Task instructions:
1 – Answer these from the CUDA Dim3 patch:
(a) What convention did the previous CUDA bindings have on their definition of Dim3?
(b) Which routine performs the conversion between the public and internal Dim3?
(c) On what target was the change tested?
2 – Echo the CUDA Dim3 patch word for word, everything from "Tested on x86_64-pc-linux-gnu, committed" down to "Grids and Blocks.".
3 – Write what comes next in the CUDA Dim3 patch, starting after its last line.

Source excerpt:
The previous version of the CUDA bindings had a C_Pass_By_Copy
convention on its definition of the Dim3 type. The new version doesn't.
This change causes ABI issues in generated binaries.

In order to avoid needing changes in the compiler every time the
public bindings are updated, a new Dim3 type is introduced in the
internal bindings.

This new Dim3 type isn't directly referenced in the compiler: it is
instead inferred from the internal definition of the Cuda Launch_Kernel
function. This provides greater flexibility and will hopefully also help
avoid updates in the compiler when the internal bindings change.

Having two Dim3 definitions (one public and one internal) means that the
compiler now needs to convert one to the other. This conversion is
performed in Build_Dim3_Declaration.

Tested on x86_64-pc-linux-gnu, committed on trunk


        * exp_prag.adb (Get_Launch_Kernel_Arg_Type): Renamed to
        Get_Nth_Arg_Type and made more generic.
        (Build_Dim3_Declaration): Now builds a CUDA.Internal.Dim3
        instead of a CUDA.Vector_Types.Dim3.
        (Build_Shared_Memory_Declaration): Now infers needed type from
        Launch_Kernel instead of using a hard-coded type.
        (Expand_Pragma_CUDA_Execute): Build additional temporaries to
        store Grids and Blocks.
        * Move Launch_Kernel from public to internal
diff --git a/gcc/ada/exp_prag.adb b/gcc/ada/exp_prag.adb
--- a/gcc/ada/exp_prag.adb
+++ b/gcc/ada/exp_prag.adb
@@ -682,12 +682,16 @@ package body Exp_Prag is
          Init_Val : Node_Id) return Node_Id;
       --  Build an object declaration of the form
-      --    Decl_Id : CUDA.Vectory_Types.Dim3 := Val;
+      --    Decl_Id : CUDA.Internal.Dim3 := Val;
       --  Val depends on the nature of Init_Val, as follows:
-      --    * If Init_Val is already of type CUDA.Vector_Types.Dim3, then
-      --      Init_Val is used.

Entries:
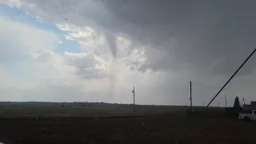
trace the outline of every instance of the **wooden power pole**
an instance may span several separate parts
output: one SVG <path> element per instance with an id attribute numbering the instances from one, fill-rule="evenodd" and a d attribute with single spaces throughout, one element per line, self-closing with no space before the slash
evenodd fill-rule
<path id="1" fill-rule="evenodd" d="M 132 91 L 134 93 L 134 112 L 135 112 L 135 88 Z"/>
<path id="2" fill-rule="evenodd" d="M 225 108 L 226 108 L 226 94 L 225 94 Z"/>
<path id="3" fill-rule="evenodd" d="M 192 82 L 190 81 L 190 109 L 192 110 Z"/>

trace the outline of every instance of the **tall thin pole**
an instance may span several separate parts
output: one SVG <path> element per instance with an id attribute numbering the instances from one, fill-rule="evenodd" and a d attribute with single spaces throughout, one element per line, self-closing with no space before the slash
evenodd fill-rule
<path id="1" fill-rule="evenodd" d="M 192 110 L 192 82 L 190 81 L 190 109 Z"/>
<path id="2" fill-rule="evenodd" d="M 245 60 L 245 62 L 240 66 L 240 67 L 234 72 L 234 74 L 230 77 L 230 78 L 225 83 L 225 85 L 222 86 L 222 88 L 216 94 L 216 95 L 214 97 L 214 98 L 209 102 L 209 104 L 206 106 L 208 107 L 211 102 L 216 98 L 216 97 L 222 91 L 222 90 L 226 87 L 226 86 L 231 81 L 231 79 L 237 74 L 237 73 L 240 70 L 240 69 L 246 63 L 246 62 L 250 59 L 250 58 L 255 53 L 256 48 L 249 55 L 249 57 Z"/>
<path id="3" fill-rule="evenodd" d="M 225 94 L 225 108 L 226 108 L 226 94 Z"/>
<path id="4" fill-rule="evenodd" d="M 134 87 L 133 90 L 133 93 L 134 93 L 134 112 L 135 112 L 135 88 Z"/>

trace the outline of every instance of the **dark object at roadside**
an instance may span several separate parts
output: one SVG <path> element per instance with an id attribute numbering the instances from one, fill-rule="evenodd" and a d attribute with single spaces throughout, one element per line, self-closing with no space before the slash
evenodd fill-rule
<path id="1" fill-rule="evenodd" d="M 240 102 L 238 97 L 236 97 L 234 102 L 234 109 L 236 109 L 238 110 L 241 110 Z"/>

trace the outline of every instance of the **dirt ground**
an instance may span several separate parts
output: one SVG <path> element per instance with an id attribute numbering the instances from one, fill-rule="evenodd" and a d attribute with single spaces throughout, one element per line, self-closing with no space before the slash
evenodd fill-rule
<path id="1" fill-rule="evenodd" d="M 0 142 L 39 143 L 175 143 L 194 117 L 169 114 L 138 118 L 0 120 Z M 256 123 L 196 118 L 179 143 L 256 143 Z M 176 142 L 177 143 L 177 142 Z"/>

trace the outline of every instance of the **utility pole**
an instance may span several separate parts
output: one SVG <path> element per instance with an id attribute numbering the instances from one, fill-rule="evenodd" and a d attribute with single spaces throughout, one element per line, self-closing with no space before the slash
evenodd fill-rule
<path id="1" fill-rule="evenodd" d="M 226 94 L 225 94 L 225 108 L 226 108 Z"/>
<path id="2" fill-rule="evenodd" d="M 192 110 L 192 82 L 190 81 L 190 109 Z"/>
<path id="3" fill-rule="evenodd" d="M 230 78 L 230 79 L 225 83 L 225 85 L 222 86 L 222 88 L 216 94 L 216 95 L 210 101 L 208 105 L 206 106 L 206 108 L 211 104 L 211 102 L 216 98 L 216 97 L 222 91 L 222 90 L 226 87 L 226 86 L 231 81 L 231 79 L 237 74 L 237 73 L 241 70 L 241 68 L 246 63 L 246 62 L 250 58 L 252 55 L 256 51 L 256 48 L 254 50 L 254 51 L 248 56 L 248 58 L 245 60 L 245 62 L 242 62 L 242 64 L 239 66 L 239 68 L 234 73 L 234 74 Z"/>
<path id="4" fill-rule="evenodd" d="M 219 108 L 219 102 L 218 102 L 218 107 Z"/>
<path id="5" fill-rule="evenodd" d="M 134 112 L 135 112 L 135 88 L 132 91 L 134 93 Z"/>

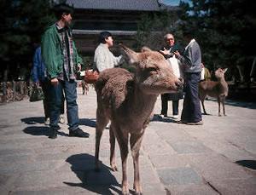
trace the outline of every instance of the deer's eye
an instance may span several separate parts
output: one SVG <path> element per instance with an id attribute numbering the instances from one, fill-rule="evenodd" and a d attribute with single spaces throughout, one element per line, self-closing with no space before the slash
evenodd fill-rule
<path id="1" fill-rule="evenodd" d="M 156 68 L 154 68 L 154 67 L 149 67 L 149 68 L 148 68 L 148 71 L 149 72 L 156 72 L 157 70 L 156 70 Z"/>

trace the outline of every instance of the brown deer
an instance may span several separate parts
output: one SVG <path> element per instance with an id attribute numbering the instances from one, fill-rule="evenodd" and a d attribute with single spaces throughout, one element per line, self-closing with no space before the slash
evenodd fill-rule
<path id="1" fill-rule="evenodd" d="M 223 114 L 226 116 L 224 100 L 228 95 L 229 87 L 228 83 L 224 78 L 224 73 L 227 71 L 227 68 L 221 69 L 218 68 L 215 71 L 215 77 L 218 81 L 203 81 L 199 83 L 199 96 L 201 101 L 201 105 L 204 110 L 204 114 L 207 114 L 206 112 L 204 100 L 207 95 L 211 97 L 215 97 L 218 100 L 218 116 L 221 117 L 220 113 L 220 102 L 223 106 Z"/>
<path id="2" fill-rule="evenodd" d="M 139 175 L 139 151 L 145 128 L 157 96 L 161 93 L 177 92 L 182 85 L 159 52 L 144 48 L 141 53 L 120 45 L 130 64 L 136 66 L 132 74 L 123 68 L 106 69 L 96 83 L 97 110 L 96 125 L 96 169 L 99 169 L 99 148 L 102 131 L 111 121 L 110 165 L 117 170 L 114 156 L 115 138 L 122 159 L 122 193 L 128 194 L 126 163 L 128 141 L 134 164 L 136 194 L 142 193 Z"/>

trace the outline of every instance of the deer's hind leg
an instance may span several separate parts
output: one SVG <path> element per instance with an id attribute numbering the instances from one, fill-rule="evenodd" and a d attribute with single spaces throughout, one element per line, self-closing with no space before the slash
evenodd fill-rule
<path id="1" fill-rule="evenodd" d="M 201 100 L 201 106 L 203 107 L 203 111 L 204 111 L 204 114 L 205 115 L 208 115 L 206 112 L 206 107 L 205 107 L 205 99 L 206 99 L 206 95 L 200 95 L 200 100 Z"/>
<path id="2" fill-rule="evenodd" d="M 131 156 L 133 158 L 133 167 L 134 167 L 134 182 L 133 188 L 137 195 L 142 194 L 142 186 L 140 183 L 140 172 L 139 172 L 139 152 L 142 145 L 142 141 L 143 137 L 143 133 L 142 134 L 132 134 L 130 138 L 130 145 L 131 150 Z"/>
<path id="3" fill-rule="evenodd" d="M 109 142 L 110 142 L 110 166 L 113 171 L 117 171 L 117 166 L 115 163 L 115 136 L 113 133 L 113 125 L 111 123 L 109 128 Z"/>
<path id="4" fill-rule="evenodd" d="M 121 159 L 122 159 L 122 194 L 129 194 L 129 186 L 127 180 L 127 157 L 128 157 L 128 139 L 129 134 L 127 131 L 120 129 L 119 128 L 114 129 L 114 135 L 118 141 Z"/>
<path id="5" fill-rule="evenodd" d="M 225 112 L 225 97 L 221 97 L 221 103 L 223 107 L 223 115 L 227 116 Z"/>
<path id="6" fill-rule="evenodd" d="M 96 144 L 95 144 L 95 169 L 99 170 L 100 162 L 99 162 L 99 151 L 100 143 L 102 135 L 102 132 L 107 126 L 109 118 L 104 114 L 105 112 L 102 109 L 97 108 L 96 112 Z"/>
<path id="7" fill-rule="evenodd" d="M 220 97 L 218 97 L 218 117 L 221 117 L 221 113 L 220 113 Z"/>

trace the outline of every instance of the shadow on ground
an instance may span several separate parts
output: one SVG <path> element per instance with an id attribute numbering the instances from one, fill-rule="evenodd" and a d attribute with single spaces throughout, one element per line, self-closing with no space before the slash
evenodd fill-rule
<path id="1" fill-rule="evenodd" d="M 209 99 L 208 100 L 216 101 L 216 105 L 218 106 L 218 102 L 216 99 Z M 256 103 L 255 102 L 247 102 L 247 101 L 239 101 L 239 100 L 226 100 L 225 105 L 232 106 L 238 106 L 238 107 L 246 107 L 250 109 L 256 109 Z M 207 108 L 206 108 L 207 109 Z"/>
<path id="2" fill-rule="evenodd" d="M 36 135 L 36 136 L 40 136 L 40 135 L 44 135 L 44 136 L 49 136 L 49 127 L 45 126 L 45 127 L 27 127 L 23 129 L 23 132 L 26 134 L 30 134 L 32 135 Z M 61 136 L 68 136 L 67 134 L 58 131 L 57 134 Z"/>
<path id="3" fill-rule="evenodd" d="M 114 175 L 111 174 L 109 167 L 102 163 L 100 171 L 95 170 L 94 156 L 90 154 L 75 154 L 69 157 L 66 161 L 71 164 L 72 171 L 76 174 L 81 182 L 63 181 L 63 183 L 70 186 L 84 187 L 97 194 L 110 195 L 113 194 L 113 192 L 121 194 L 120 190 L 117 188 L 117 186 L 120 187 L 120 184 L 118 183 Z"/>
<path id="4" fill-rule="evenodd" d="M 35 123 L 44 123 L 44 118 L 37 117 L 37 118 L 21 118 L 20 121 L 26 124 L 35 124 Z"/>
<path id="5" fill-rule="evenodd" d="M 153 122 L 153 121 L 159 121 L 159 122 L 164 122 L 164 123 L 177 123 L 177 120 L 172 118 L 171 117 L 163 118 L 160 114 L 154 114 L 150 122 Z"/>
<path id="6" fill-rule="evenodd" d="M 96 118 L 81 118 L 79 124 L 88 127 L 96 127 Z"/>
<path id="7" fill-rule="evenodd" d="M 236 163 L 237 163 L 241 166 L 247 167 L 247 168 L 256 170 L 256 161 L 255 160 L 239 160 L 239 161 L 236 161 Z"/>

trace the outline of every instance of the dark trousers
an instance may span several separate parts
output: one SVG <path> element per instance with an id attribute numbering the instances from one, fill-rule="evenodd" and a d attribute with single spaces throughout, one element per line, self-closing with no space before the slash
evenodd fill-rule
<path id="1" fill-rule="evenodd" d="M 201 121 L 200 99 L 198 95 L 198 83 L 201 72 L 185 73 L 184 100 L 181 120 L 196 123 Z"/>
<path id="2" fill-rule="evenodd" d="M 61 113 L 62 100 L 67 102 L 67 124 L 69 130 L 79 127 L 79 106 L 77 104 L 77 83 L 74 80 L 61 81 L 56 86 L 50 84 L 50 118 L 49 125 L 53 129 L 59 129 L 58 122 Z"/>
<path id="3" fill-rule="evenodd" d="M 42 87 L 43 92 L 44 92 L 44 99 L 43 100 L 43 104 L 44 104 L 44 118 L 45 119 L 47 118 L 49 118 L 50 116 L 50 92 L 49 92 L 49 88 L 50 88 L 50 82 L 49 80 L 45 80 L 43 82 L 40 82 L 40 85 Z M 61 114 L 64 114 L 64 96 L 62 99 L 62 103 L 61 103 Z"/>
<path id="4" fill-rule="evenodd" d="M 161 114 L 167 115 L 169 95 L 161 95 L 162 110 Z M 172 100 L 172 115 L 178 115 L 178 100 Z"/>
<path id="5" fill-rule="evenodd" d="M 44 99 L 43 100 L 44 104 L 44 118 L 49 118 L 49 108 L 50 108 L 50 101 L 49 101 L 49 82 L 48 80 L 40 82 L 40 85 L 42 87 Z"/>

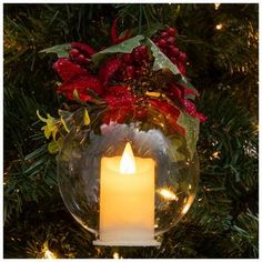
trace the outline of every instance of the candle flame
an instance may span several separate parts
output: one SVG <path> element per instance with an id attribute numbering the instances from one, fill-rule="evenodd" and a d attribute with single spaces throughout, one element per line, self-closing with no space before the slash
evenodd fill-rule
<path id="1" fill-rule="evenodd" d="M 134 157 L 133 157 L 133 151 L 132 151 L 130 142 L 125 144 L 125 148 L 124 148 L 121 161 L 120 161 L 119 171 L 121 174 L 135 173 Z"/>

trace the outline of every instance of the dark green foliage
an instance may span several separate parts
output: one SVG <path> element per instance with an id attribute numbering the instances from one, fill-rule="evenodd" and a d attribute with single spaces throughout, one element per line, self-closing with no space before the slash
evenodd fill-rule
<path id="1" fill-rule="evenodd" d="M 58 258 L 258 258 L 258 4 L 4 4 L 4 258 L 42 258 L 44 244 Z M 60 198 L 36 114 L 58 115 L 63 101 L 56 57 L 39 51 L 71 41 L 108 47 L 117 16 L 119 32 L 178 28 L 209 117 L 198 195 L 160 248 L 92 245 Z"/>

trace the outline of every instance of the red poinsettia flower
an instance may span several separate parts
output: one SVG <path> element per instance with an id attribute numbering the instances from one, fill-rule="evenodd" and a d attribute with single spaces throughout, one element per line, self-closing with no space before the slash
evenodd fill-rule
<path id="1" fill-rule="evenodd" d="M 99 78 L 101 79 L 103 85 L 107 85 L 113 75 L 121 69 L 122 59 L 111 58 L 109 59 L 99 70 Z"/>
<path id="2" fill-rule="evenodd" d="M 159 99 L 150 99 L 150 104 L 155 107 L 160 112 L 162 112 L 165 117 L 165 120 L 169 122 L 171 130 L 178 132 L 182 135 L 185 134 L 185 130 L 178 124 L 178 119 L 180 115 L 180 110 L 170 104 L 168 101 L 159 100 Z"/>
<path id="3" fill-rule="evenodd" d="M 103 95 L 109 109 L 103 118 L 103 122 L 109 124 L 110 121 L 123 123 L 127 118 L 134 114 L 135 97 L 130 92 L 128 87 L 113 85 L 109 87 Z"/>
<path id="4" fill-rule="evenodd" d="M 85 69 L 71 62 L 68 58 L 60 58 L 53 69 L 64 80 L 57 92 L 62 93 L 70 100 L 74 100 L 73 91 L 77 90 L 81 101 L 91 101 L 89 90 L 97 94 L 103 92 L 103 87 L 99 78 L 91 75 Z"/>

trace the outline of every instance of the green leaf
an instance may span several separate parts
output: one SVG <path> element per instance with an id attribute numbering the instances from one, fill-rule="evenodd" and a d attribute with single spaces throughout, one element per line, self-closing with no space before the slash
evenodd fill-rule
<path id="1" fill-rule="evenodd" d="M 61 117 L 60 119 L 61 119 L 61 123 L 62 123 L 64 130 L 69 133 L 70 131 L 69 131 L 69 129 L 68 129 L 68 125 L 67 125 L 67 123 L 66 123 L 63 117 Z"/>
<path id="2" fill-rule="evenodd" d="M 47 48 L 40 51 L 40 53 L 57 53 L 59 58 L 68 58 L 71 43 L 63 43 Z"/>
<path id="3" fill-rule="evenodd" d="M 150 28 L 148 28 L 148 29 L 145 29 L 145 27 L 143 27 L 142 32 L 143 32 L 144 36 L 150 38 L 154 33 L 157 33 L 159 30 L 162 30 L 165 27 L 162 23 L 155 22 L 155 23 L 150 24 Z"/>
<path id="4" fill-rule="evenodd" d="M 63 139 L 59 138 L 57 141 L 52 141 L 48 144 L 48 151 L 50 153 L 58 153 L 62 148 Z"/>
<path id="5" fill-rule="evenodd" d="M 110 53 L 131 53 L 132 50 L 141 44 L 141 41 L 144 39 L 143 36 L 137 36 L 134 38 L 130 38 L 124 42 L 119 44 L 111 46 L 98 53 L 94 53 L 91 58 L 94 66 L 98 66 L 101 60 Z"/>
<path id="6" fill-rule="evenodd" d="M 83 113 L 83 124 L 85 125 L 90 124 L 90 118 L 89 118 L 89 113 L 87 109 L 84 109 L 84 113 Z"/>
<path id="7" fill-rule="evenodd" d="M 147 38 L 148 46 L 150 46 L 151 51 L 154 57 L 153 70 L 159 71 L 161 69 L 169 69 L 173 72 L 174 75 L 179 74 L 180 79 L 178 83 L 187 87 L 188 89 L 192 89 L 196 94 L 199 94 L 198 90 L 188 81 L 188 79 L 179 71 L 178 67 L 172 63 L 169 58 L 161 52 L 158 46 L 154 44 L 149 38 Z"/>
<path id="8" fill-rule="evenodd" d="M 174 161 L 183 161 L 185 155 L 180 152 L 180 148 L 182 147 L 182 141 L 180 139 L 171 139 L 172 150 L 173 150 L 173 159 Z"/>
<path id="9" fill-rule="evenodd" d="M 192 159 L 195 152 L 196 142 L 199 140 L 200 121 L 199 119 L 181 111 L 178 119 L 178 124 L 180 124 L 185 130 L 187 148 L 189 150 L 190 158 Z"/>

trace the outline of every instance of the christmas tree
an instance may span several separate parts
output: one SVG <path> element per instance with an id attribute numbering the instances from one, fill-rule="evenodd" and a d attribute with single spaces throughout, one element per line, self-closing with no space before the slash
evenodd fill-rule
<path id="1" fill-rule="evenodd" d="M 4 258 L 259 258 L 259 6 L 4 4 Z M 187 215 L 158 248 L 98 248 L 64 206 L 56 155 L 37 110 L 57 114 L 49 47 L 111 46 L 109 32 L 169 24 L 200 91 L 200 183 Z"/>

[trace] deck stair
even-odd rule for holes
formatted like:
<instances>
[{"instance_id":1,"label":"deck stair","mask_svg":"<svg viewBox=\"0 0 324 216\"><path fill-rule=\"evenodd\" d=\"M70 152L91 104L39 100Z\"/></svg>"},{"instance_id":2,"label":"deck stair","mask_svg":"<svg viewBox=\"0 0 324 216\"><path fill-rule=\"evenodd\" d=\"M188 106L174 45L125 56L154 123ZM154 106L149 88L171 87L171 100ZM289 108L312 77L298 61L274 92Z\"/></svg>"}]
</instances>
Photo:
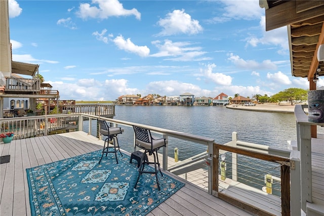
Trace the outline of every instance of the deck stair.
<instances>
[{"instance_id":1,"label":"deck stair","mask_svg":"<svg viewBox=\"0 0 324 216\"><path fill-rule=\"evenodd\" d=\"M179 175L186 173L206 166L206 159L209 157L206 152L203 152L191 158L177 163L177 164L171 166L168 171Z\"/></svg>"}]
</instances>

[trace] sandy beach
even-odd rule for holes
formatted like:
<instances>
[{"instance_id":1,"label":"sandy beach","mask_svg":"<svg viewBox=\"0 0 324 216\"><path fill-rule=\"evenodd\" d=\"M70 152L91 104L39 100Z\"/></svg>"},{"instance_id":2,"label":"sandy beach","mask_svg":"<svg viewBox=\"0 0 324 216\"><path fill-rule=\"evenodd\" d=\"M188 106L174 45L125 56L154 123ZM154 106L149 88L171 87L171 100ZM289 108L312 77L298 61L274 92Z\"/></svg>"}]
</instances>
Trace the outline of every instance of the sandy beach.
<instances>
[{"instance_id":1,"label":"sandy beach","mask_svg":"<svg viewBox=\"0 0 324 216\"><path fill-rule=\"evenodd\" d=\"M232 104L226 106L226 108L257 112L294 114L295 105L290 105L290 103L285 103L280 105L275 104L256 104L255 106ZM307 109L305 110L305 111L307 111Z\"/></svg>"}]
</instances>

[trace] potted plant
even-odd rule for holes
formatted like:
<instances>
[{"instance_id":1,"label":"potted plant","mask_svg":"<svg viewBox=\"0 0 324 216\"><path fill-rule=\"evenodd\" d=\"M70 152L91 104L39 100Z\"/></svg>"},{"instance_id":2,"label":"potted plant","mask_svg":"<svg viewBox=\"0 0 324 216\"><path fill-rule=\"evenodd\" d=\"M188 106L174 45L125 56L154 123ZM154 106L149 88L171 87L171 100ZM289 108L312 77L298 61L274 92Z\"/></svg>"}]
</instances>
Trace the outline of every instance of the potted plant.
<instances>
[{"instance_id":1,"label":"potted plant","mask_svg":"<svg viewBox=\"0 0 324 216\"><path fill-rule=\"evenodd\" d=\"M0 134L0 138L2 138L2 140L5 143L9 143L12 140L14 136L14 133L9 132L8 133L2 133Z\"/></svg>"}]
</instances>

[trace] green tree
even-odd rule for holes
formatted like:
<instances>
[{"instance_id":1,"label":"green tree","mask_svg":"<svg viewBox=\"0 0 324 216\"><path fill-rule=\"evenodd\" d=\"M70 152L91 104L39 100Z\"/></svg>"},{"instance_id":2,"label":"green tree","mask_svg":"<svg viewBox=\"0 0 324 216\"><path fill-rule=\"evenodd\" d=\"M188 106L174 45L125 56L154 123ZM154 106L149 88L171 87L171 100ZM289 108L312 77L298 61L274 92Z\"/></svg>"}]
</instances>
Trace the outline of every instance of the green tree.
<instances>
[{"instance_id":1,"label":"green tree","mask_svg":"<svg viewBox=\"0 0 324 216\"><path fill-rule=\"evenodd\" d=\"M298 103L307 98L307 90L299 88L290 88L280 91L271 97L271 100L280 102L289 100L291 105ZM294 102L294 100L295 102Z\"/></svg>"},{"instance_id":2,"label":"green tree","mask_svg":"<svg viewBox=\"0 0 324 216\"><path fill-rule=\"evenodd\" d=\"M265 103L269 101L270 97L268 97L268 95L265 94L264 96L260 96L259 97L259 102L260 103Z\"/></svg>"},{"instance_id":3,"label":"green tree","mask_svg":"<svg viewBox=\"0 0 324 216\"><path fill-rule=\"evenodd\" d=\"M259 94L256 94L253 95L253 97L257 100L257 103L259 102L259 98L260 98L260 97L261 97L261 96L262 95Z\"/></svg>"}]
</instances>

Task-by-task outputs:
1 –
(a) C_Pass_By_Copy
(b) Build_Dim3_Declaration
(c) x86_64-pc-linux-gnu

2 –
Tested on x86_64-pc-linux-gnu, committed on trunk


        * exp_prag.adb (Get_Launch_Kernel_Arg_Type): Renamed to
        Get_Nth_Arg_Type and made more generic.
        (Build_Dim3_Declaration): Now builds a CUDA.Internal.Dim3
        instead of a CUDA.Vector_Types.Dim3.
        (Build_Shared_Memory_Declaration): Now infers needed type from
        Launch_Kernel instead of using a hard-coded type.
        (Expand_Pragma_CUDA_Execute): Build additional temporaries to
        store Grids and Blocks.

3 –
+      --    * If Init_Val is of type CUDA.Vector_Types.Dim3, then Val has the
+      --      following form:
+      --
+      --        (Interfaces.C.Unsigned (Val.X),
+      --         Interfaces.C.Unsigned (Val.Y),
+      --         Interfaces.C.Unsigned (Val.Z))
       --    * If Init_Val is a single Integer, Val has the following form:
@@ -729,8 +733,8 @@ package body Exp_Prag is
         (Decl_Id  : Entity_Id;
          Init_Val : Node_Id) return Node_Id;
       --  Builds a declaration the Defining_Identifier of which is Decl_Id, the
-      --  type of which is CUDA.Driver_Types.Stream_T and the value of which is
-      --  Init_Val if present or null if not.
+      --  type of which is inferred from CUDA.Internal.Launch_Kernel and the
+      --  value of which is Init_Val if present or null if not.
       function Build_Simple_Declaration_With_Default
          (Decl_Id     : Entity_Id;
@@ -748,9 +752,10 @@ package body Exp_Prag is
       --  type of which is Integer, the value of which is Init_Val if present
       --  and 0 otherwise.
-      function Get_Launch_Kernel_Arg_Type (N : Positive) return Entity_Id;
-      --  Returns the type of the Nth argument of the Launch_Kernel CUDA
-      --  runtime function.
+      function Get_Nth_Arg_Type
+         (Subprogram : Entity_Id;
+          N          : Positive) return Entity_Id;
+      --  Returns the type of the Nth argument of Subprogram.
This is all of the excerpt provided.